##### Potongan Teks #####
Faktor lain yang dianggap penting oleh aliran behavioristik adalah faktor penguatan (reinforcement). Bila penguatan ditambahkan (positive reinforcement) maka respon akan semakin kuat. Begitu pula bila respon dikurangi/dihilangkan (negative reinforcement) maka responpun akan semakin kuat.
Beberapa prinsip dalam teori belajar behavioristik, meliputi: (1) Reinforcement and Punishment; (2) Primary and Secondary Reinforcement;(3) Schedules of Reinforcement; (4) Contingency Management; (5) Stimulus Control in Operant Learning; (6) The Elimination of Responses (Gage, Berliner, 1984).
Tokoh-tokoh aliran behavioristik di antaranya adalah Thorndike,Watson, Clark Hull, Edwin Guthrie, dan Skinner. Berikut akan dibahas karya-karya para tokoh aliran behavioristik.
##### Cuplikan Data #####
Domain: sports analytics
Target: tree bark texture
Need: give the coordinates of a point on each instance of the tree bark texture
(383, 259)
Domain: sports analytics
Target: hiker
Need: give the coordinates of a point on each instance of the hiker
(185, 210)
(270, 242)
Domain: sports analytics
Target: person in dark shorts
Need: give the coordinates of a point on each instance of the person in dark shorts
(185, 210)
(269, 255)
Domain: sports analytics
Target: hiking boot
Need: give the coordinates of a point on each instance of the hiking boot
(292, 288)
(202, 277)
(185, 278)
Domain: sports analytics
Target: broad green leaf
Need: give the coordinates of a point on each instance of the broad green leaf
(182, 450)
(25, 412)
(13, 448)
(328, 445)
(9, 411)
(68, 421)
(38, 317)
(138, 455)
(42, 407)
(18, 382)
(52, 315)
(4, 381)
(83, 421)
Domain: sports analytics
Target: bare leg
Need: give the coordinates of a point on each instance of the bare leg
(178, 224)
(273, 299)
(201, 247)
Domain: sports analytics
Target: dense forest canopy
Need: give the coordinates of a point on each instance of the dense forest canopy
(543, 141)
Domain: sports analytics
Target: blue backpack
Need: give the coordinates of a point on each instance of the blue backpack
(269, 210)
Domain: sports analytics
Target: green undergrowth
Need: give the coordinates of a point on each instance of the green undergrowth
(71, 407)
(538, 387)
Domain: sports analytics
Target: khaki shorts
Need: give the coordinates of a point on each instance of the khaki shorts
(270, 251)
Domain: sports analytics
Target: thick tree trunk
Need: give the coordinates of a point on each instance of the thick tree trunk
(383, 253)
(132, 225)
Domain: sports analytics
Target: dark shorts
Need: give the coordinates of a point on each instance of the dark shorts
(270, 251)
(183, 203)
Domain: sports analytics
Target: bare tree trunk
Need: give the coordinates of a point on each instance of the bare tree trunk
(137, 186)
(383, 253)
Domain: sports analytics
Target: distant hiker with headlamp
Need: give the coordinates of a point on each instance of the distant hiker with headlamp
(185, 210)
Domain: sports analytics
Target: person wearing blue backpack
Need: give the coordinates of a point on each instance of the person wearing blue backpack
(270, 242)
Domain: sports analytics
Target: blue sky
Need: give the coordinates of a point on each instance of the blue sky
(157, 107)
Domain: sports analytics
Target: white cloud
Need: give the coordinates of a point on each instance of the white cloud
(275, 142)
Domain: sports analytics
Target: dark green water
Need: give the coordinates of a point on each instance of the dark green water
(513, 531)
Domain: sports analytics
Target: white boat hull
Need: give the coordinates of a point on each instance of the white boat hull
#####
▶ [Tugas dan Latihan]
A) Tuliskan ulang tanpa perubahan sebagian teks tentang aliran behavioristik. Mulailah pada kata-kata yang memuat "Faktor lain yang" dan berhentilah setelah "responpun akan semakin kuat.".
B) Ambil dari daftar setiap baris yang mengandung kata "cloud".

▶ [Pembahasan Soal]
A)
Faktor lain yang dianggap penting oleh aliran behavioristik adalah faktor penguatan (reinforcement). Bila penguatan ditambahkan (positive reinforcement) maka respon akan semakin kuat. Begitu pula bila respon dikurangi/dihilangkan (negative reinforcement) maka responpun akan semakin kuat.

B)
Target: white cloud
Need: give the coordinates of a point on each instance of the white cloud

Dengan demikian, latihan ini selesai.